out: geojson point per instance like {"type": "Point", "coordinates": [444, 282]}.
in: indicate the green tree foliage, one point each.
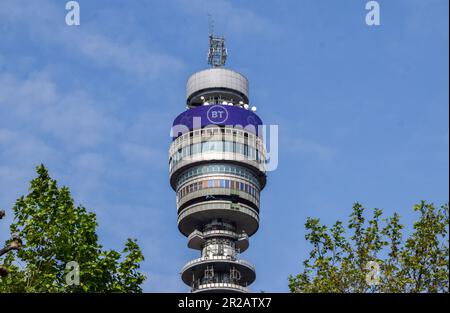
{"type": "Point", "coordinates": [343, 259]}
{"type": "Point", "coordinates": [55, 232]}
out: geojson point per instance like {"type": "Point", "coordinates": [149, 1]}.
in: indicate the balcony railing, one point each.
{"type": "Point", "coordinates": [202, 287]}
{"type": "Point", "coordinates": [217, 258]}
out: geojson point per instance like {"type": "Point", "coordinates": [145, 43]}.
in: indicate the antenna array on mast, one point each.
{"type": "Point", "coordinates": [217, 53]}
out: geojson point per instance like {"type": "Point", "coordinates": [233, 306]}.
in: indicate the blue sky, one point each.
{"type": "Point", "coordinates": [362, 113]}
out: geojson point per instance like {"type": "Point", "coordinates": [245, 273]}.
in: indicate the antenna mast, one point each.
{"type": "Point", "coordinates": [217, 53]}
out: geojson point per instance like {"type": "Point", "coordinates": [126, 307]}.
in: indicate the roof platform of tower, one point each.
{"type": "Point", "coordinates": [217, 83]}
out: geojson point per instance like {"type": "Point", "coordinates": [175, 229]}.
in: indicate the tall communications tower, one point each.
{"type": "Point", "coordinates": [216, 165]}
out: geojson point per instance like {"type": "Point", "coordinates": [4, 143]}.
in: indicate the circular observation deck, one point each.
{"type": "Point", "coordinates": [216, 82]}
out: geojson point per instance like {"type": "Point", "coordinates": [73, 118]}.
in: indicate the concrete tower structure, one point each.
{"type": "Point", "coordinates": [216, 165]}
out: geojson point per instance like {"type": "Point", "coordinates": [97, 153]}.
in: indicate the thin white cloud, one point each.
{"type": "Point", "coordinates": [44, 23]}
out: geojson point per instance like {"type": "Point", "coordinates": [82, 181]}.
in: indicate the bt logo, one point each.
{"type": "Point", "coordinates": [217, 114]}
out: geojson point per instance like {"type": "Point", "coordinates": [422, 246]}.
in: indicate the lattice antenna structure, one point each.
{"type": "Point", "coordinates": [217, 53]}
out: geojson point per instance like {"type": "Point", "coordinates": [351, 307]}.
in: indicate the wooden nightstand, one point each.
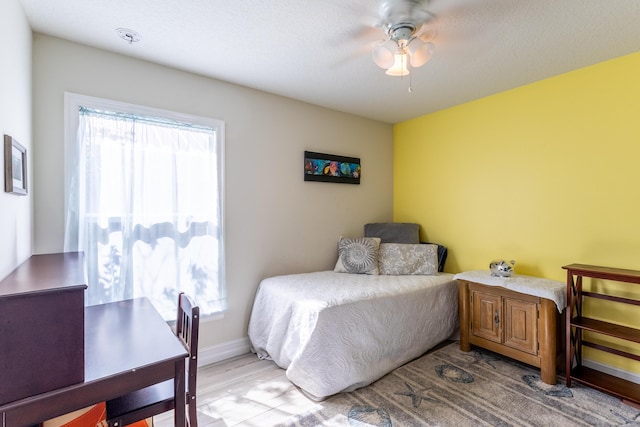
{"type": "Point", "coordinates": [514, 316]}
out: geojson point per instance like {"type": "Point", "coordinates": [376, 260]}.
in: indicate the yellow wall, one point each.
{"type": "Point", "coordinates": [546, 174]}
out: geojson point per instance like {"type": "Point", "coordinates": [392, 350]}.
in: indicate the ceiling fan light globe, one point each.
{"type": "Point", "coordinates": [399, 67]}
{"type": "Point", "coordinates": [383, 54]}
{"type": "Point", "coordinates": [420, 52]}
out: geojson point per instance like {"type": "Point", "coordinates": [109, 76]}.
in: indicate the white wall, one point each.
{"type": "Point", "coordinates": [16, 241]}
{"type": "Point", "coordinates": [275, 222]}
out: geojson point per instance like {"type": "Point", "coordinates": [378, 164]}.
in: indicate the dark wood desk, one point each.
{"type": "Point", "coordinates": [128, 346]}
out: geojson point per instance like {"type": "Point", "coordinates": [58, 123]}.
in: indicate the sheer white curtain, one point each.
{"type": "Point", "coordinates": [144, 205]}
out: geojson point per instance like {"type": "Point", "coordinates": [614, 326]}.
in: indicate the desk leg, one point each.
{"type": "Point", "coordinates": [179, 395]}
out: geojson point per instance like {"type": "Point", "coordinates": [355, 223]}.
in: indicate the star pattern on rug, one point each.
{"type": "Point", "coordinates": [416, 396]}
···
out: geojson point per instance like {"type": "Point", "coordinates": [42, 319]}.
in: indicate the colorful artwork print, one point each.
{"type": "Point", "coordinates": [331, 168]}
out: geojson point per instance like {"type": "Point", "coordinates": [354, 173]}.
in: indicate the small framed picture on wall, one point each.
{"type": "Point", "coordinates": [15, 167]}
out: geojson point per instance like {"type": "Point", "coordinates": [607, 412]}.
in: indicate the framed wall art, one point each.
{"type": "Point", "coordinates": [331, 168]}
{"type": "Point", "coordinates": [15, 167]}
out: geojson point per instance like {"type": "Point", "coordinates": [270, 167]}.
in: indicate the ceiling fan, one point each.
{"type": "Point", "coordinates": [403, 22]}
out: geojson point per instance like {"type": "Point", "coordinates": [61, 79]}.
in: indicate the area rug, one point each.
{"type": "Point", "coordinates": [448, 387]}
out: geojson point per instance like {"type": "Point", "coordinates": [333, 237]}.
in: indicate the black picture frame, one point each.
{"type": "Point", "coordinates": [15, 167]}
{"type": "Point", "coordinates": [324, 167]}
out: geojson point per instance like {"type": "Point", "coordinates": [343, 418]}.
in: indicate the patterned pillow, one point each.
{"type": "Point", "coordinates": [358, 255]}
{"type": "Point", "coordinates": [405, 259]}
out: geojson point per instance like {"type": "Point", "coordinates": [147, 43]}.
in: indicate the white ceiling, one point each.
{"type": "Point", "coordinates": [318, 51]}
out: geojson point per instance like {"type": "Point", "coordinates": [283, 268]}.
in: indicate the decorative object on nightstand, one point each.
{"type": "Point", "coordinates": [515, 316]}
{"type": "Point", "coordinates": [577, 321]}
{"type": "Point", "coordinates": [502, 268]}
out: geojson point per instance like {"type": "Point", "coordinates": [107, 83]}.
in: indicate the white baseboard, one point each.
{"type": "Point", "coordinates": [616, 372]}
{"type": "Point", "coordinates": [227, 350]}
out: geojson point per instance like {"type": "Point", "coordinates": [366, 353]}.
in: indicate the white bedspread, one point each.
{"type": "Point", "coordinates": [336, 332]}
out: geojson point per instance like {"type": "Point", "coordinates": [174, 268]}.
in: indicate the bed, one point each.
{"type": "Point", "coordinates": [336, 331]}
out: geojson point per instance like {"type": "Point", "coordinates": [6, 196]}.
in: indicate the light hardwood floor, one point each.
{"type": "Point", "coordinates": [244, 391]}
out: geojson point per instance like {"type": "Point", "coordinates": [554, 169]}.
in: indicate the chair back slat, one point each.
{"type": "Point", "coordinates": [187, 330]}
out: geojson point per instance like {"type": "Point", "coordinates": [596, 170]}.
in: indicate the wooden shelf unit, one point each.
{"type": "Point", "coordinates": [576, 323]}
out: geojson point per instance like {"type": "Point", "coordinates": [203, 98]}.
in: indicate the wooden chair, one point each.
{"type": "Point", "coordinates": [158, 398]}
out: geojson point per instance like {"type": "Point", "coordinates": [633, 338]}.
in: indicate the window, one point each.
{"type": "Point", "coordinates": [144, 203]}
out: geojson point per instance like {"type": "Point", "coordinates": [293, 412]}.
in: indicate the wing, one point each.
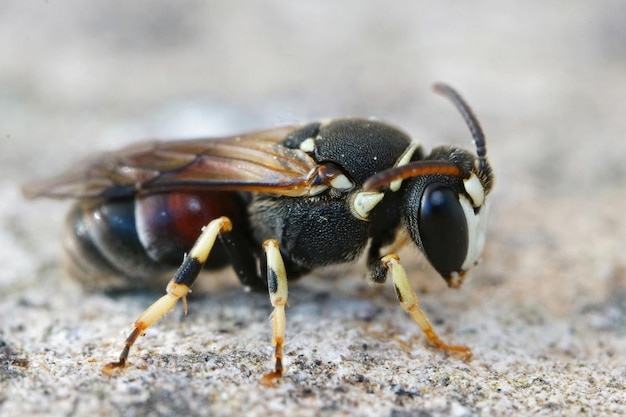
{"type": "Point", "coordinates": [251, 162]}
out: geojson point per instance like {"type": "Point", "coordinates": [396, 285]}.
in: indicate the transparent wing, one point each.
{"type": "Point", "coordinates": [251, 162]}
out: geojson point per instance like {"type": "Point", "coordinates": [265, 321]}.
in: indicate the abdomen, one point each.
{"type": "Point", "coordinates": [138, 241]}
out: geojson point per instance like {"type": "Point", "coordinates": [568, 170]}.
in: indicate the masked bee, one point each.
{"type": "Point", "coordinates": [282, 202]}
···
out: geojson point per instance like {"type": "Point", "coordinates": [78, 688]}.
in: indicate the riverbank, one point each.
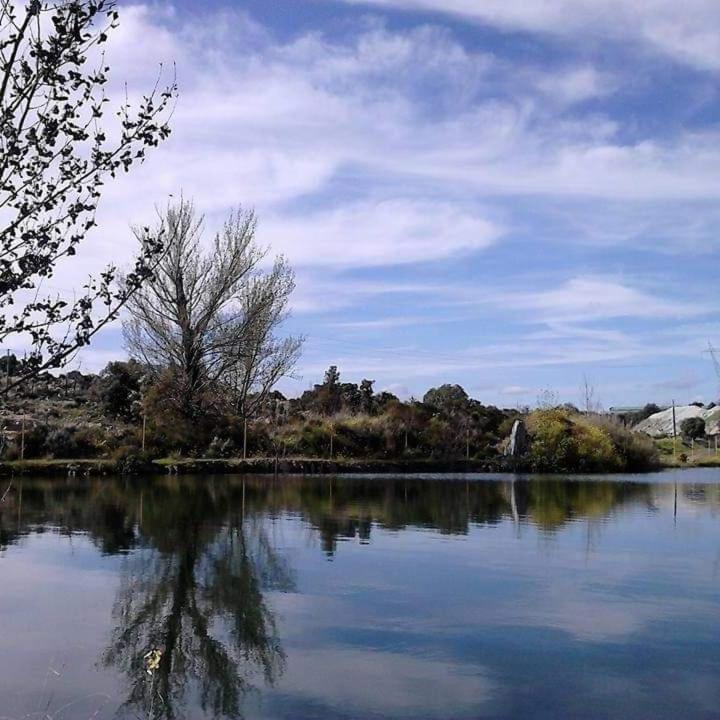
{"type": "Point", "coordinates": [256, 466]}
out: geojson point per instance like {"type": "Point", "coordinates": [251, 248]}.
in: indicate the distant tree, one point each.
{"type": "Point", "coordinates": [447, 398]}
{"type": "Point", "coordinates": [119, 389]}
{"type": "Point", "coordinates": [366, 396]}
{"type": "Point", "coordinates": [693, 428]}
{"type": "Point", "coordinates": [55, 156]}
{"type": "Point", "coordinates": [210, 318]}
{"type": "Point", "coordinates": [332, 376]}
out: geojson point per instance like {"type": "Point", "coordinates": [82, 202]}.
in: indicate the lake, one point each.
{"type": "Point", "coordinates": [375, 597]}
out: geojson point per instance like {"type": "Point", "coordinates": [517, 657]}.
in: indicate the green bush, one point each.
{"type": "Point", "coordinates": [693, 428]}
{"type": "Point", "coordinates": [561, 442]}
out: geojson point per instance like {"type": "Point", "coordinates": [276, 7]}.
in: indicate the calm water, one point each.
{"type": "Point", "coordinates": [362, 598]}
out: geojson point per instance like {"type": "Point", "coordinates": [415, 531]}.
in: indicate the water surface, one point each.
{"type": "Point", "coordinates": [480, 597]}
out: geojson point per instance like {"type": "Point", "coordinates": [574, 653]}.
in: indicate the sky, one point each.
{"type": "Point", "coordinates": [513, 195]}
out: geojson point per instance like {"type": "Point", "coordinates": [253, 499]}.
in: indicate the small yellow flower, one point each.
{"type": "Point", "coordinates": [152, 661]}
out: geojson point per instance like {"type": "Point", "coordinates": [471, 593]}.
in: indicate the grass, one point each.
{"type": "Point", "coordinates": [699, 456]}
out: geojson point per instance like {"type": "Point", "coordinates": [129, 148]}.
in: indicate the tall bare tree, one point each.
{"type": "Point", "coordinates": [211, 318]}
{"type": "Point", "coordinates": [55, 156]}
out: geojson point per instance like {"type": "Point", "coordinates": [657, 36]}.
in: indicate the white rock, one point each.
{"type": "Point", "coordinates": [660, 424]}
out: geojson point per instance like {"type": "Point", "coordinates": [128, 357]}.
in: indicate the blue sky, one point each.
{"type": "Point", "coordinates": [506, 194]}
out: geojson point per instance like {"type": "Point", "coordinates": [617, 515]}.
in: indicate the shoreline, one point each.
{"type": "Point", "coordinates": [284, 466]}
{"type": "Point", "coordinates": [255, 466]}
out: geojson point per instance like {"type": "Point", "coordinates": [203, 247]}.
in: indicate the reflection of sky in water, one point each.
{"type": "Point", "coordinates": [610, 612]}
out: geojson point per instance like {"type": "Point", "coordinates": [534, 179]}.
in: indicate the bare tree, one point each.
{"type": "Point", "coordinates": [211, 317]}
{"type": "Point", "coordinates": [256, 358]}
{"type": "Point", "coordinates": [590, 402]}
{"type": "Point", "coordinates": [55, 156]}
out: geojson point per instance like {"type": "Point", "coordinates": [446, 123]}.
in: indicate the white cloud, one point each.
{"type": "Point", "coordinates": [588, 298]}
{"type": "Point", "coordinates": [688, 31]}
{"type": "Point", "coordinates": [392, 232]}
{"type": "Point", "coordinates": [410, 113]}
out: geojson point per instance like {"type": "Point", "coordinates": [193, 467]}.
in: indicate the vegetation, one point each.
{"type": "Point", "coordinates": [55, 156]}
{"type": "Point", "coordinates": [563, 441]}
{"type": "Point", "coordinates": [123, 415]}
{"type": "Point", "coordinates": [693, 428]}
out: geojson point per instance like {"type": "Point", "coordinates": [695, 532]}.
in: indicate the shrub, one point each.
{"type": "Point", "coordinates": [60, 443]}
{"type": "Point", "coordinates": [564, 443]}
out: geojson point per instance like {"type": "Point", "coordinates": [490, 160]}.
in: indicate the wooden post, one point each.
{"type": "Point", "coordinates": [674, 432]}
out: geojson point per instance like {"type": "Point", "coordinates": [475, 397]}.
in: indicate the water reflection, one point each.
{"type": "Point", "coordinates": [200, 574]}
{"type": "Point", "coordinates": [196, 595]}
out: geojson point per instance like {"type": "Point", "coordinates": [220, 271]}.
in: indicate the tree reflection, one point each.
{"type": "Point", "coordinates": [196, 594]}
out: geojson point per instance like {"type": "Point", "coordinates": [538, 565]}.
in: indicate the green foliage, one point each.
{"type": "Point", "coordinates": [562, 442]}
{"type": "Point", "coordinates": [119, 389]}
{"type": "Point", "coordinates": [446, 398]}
···
**Aim of the exercise:** Count the lines in the material above that contain the word "ceiling", and give only that number.

**The completed task:** 3